Leadership
- President: Jean Morin, DVD since 1 July 2021

Structure
- Seats: 54
- Political groups: Government (40) DVD (29); LR (7); DVC (4); Opposition (14) PS (6); DVG (5); DVC (1); MoDem (1); RE (1); www.manche.fr

= Departmental Council of Manche =

Departmental legislature in France

The Departmental Council of Manche (Conseil Départemental de la Manche) is the deliberative assembly of the Manche department in the region of Normandy. It consists of 54 members (general councilors) from 27 cantons and its headquarters are in Saint-Lô.

The President of the General Council is Jean Morin.

== Vice-Presidents ==
The President of the Departmental Council is assisted by 10 vice-presidents chosen from among the departmental advisers. Each of them has a delegation of authority.

List of vice-presidents of the Manche Departmental Council (as of 2021)

- Data listing
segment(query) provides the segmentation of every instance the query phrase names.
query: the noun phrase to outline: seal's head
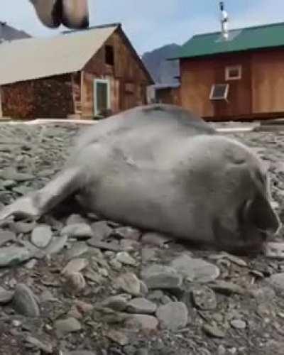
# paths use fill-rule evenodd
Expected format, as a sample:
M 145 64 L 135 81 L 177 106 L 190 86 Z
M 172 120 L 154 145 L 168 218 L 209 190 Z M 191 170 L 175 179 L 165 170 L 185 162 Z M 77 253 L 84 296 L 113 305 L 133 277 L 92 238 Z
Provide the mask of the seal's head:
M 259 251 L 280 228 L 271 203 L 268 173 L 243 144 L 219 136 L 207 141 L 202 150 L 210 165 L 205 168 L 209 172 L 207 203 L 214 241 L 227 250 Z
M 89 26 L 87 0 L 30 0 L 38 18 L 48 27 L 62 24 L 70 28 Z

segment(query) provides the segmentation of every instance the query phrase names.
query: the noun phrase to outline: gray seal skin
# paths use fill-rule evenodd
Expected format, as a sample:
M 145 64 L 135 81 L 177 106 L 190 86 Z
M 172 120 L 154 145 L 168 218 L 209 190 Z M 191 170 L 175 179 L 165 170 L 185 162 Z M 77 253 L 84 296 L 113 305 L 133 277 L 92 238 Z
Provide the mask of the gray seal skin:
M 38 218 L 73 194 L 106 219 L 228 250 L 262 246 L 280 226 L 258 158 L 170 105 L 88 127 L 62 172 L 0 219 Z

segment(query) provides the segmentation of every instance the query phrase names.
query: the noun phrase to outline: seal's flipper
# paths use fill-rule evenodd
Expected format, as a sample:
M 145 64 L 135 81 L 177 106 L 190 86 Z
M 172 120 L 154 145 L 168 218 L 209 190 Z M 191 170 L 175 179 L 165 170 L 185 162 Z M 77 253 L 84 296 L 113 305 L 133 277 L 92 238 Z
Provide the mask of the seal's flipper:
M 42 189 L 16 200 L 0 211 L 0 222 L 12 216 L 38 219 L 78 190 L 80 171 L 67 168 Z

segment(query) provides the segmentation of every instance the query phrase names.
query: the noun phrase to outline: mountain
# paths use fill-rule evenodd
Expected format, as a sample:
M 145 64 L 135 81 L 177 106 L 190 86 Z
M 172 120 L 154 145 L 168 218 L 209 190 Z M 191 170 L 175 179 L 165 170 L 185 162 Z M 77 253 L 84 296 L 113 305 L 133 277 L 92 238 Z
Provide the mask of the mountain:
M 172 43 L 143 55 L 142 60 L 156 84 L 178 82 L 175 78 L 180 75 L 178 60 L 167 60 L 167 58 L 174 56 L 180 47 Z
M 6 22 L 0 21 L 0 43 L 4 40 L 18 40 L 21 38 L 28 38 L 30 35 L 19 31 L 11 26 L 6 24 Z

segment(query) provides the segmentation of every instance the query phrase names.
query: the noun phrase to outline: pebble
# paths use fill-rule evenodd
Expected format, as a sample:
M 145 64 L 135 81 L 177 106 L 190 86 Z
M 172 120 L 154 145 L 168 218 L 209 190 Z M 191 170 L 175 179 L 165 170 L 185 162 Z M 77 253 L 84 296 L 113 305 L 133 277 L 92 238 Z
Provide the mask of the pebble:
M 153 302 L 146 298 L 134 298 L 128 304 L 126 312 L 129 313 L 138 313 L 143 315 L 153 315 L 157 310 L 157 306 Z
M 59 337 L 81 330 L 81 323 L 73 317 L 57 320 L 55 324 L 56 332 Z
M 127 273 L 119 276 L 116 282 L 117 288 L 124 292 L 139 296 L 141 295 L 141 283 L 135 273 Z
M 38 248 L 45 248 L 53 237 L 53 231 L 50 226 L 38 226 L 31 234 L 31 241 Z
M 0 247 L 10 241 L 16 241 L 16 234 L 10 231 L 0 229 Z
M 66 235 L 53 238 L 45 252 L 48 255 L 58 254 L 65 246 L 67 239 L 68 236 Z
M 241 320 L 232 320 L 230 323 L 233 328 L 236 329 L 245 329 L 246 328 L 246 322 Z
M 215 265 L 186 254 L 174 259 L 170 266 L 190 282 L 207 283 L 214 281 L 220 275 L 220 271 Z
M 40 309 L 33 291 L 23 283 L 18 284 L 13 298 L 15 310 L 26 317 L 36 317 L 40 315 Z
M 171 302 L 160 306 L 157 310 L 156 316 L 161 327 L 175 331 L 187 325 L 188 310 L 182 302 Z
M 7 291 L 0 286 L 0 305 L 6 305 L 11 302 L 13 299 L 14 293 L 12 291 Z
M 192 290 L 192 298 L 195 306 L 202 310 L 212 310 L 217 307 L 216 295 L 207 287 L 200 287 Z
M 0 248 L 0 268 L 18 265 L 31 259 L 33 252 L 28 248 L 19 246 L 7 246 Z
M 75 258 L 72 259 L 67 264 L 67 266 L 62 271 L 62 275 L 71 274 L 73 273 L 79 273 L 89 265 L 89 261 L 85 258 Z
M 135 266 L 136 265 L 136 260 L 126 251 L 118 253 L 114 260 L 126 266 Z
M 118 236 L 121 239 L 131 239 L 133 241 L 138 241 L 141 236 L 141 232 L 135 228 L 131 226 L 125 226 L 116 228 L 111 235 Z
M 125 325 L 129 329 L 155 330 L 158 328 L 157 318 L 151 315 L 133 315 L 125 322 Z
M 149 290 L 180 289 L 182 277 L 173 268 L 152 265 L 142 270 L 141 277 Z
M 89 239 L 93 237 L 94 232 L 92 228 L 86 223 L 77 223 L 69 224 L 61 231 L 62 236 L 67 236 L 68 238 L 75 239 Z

* * *

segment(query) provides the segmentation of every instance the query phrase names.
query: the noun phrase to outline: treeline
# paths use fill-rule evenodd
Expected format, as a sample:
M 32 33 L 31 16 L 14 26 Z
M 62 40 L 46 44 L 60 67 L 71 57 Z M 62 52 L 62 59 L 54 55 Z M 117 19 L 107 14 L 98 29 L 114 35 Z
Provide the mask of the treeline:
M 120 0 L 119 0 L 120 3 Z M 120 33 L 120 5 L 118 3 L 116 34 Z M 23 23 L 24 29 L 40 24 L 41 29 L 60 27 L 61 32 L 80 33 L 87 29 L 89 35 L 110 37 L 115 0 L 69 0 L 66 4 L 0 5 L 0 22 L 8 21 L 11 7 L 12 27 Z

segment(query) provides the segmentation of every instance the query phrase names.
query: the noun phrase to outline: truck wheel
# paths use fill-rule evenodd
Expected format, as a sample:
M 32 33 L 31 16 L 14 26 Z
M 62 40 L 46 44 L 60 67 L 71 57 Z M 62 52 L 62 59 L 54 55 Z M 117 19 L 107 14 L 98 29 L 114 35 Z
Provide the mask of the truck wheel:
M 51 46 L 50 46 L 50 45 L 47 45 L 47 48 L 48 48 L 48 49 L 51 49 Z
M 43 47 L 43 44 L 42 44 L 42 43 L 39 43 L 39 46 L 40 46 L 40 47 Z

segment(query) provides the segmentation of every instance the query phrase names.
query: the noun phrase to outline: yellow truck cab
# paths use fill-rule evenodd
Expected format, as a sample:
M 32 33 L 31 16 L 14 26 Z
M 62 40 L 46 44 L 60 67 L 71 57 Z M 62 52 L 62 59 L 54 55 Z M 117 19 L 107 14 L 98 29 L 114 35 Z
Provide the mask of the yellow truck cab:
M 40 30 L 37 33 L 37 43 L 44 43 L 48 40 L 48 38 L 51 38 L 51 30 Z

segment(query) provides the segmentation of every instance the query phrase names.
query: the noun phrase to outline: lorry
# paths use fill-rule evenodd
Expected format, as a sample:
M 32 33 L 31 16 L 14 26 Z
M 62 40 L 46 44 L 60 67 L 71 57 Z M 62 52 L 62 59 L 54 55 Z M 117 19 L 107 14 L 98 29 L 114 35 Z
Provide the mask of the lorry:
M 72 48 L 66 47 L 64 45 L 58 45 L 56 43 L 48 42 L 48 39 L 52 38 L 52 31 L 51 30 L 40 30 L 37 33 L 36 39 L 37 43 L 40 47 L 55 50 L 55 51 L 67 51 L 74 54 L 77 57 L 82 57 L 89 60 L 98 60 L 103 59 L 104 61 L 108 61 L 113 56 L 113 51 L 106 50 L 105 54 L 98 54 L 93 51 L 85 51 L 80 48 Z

==

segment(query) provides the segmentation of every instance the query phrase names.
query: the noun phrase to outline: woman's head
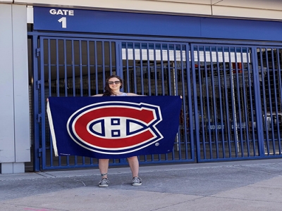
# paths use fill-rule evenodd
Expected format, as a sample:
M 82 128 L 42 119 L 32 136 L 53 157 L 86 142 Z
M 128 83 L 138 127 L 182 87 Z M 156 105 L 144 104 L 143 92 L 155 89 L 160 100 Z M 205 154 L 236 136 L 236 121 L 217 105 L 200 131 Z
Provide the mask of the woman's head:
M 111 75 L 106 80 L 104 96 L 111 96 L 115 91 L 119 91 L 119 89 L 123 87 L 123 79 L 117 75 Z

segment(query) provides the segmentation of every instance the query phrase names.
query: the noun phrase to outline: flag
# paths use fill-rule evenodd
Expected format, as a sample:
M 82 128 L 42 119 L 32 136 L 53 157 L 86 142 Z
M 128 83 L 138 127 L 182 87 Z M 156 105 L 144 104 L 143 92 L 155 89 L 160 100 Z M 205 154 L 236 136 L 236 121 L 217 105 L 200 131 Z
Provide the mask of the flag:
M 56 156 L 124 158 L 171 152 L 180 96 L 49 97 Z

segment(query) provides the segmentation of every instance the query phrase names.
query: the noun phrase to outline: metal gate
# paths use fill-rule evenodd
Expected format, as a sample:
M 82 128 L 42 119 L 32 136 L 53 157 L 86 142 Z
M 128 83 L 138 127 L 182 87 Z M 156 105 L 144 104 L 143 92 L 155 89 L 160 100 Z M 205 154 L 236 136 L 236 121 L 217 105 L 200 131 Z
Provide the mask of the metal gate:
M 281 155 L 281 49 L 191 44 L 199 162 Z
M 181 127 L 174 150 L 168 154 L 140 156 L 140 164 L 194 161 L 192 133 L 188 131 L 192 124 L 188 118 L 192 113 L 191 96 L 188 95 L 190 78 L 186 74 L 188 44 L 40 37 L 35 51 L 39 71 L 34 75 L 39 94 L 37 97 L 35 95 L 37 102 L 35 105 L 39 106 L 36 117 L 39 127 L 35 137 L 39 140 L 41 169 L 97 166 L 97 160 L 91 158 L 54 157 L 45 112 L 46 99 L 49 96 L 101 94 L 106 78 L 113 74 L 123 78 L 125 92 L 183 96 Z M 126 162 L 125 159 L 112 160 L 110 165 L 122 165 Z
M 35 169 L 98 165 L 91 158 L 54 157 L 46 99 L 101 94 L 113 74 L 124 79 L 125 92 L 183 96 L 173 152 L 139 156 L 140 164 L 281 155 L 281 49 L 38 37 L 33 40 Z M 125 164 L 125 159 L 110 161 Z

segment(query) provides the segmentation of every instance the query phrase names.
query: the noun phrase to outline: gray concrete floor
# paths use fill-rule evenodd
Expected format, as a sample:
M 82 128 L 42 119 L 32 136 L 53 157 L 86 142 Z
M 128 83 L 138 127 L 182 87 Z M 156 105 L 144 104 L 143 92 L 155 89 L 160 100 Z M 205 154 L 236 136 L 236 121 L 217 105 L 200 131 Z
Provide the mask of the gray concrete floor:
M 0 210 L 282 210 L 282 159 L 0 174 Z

- Task objective
Reproduce the text on the Departmental Council of Manche from "Departmental legislature in" up to and including "(as of 2021)", substituting "governing assembly" for "deliberative assembly". The records have no part in this.

- Written solution
Departmental legislature in France

The Departmental Council of Manche (Conseil Départemental de la Manche) is the governing assembly of the Manche department in the region of Normandy. It consists of 54 members (general councilors) from 27 cantons and its headquarters are in Saint-Lô.

The President of the General Council is Jean Morin.

== Vice-Presidents ==
The President of the Departmental Council is assisted by 10 vice-presidents chosen from among the departmental advisers. Each of them has a delegation of authority.

List of vice-presidents of the Manche Departmental Council (as of 2021)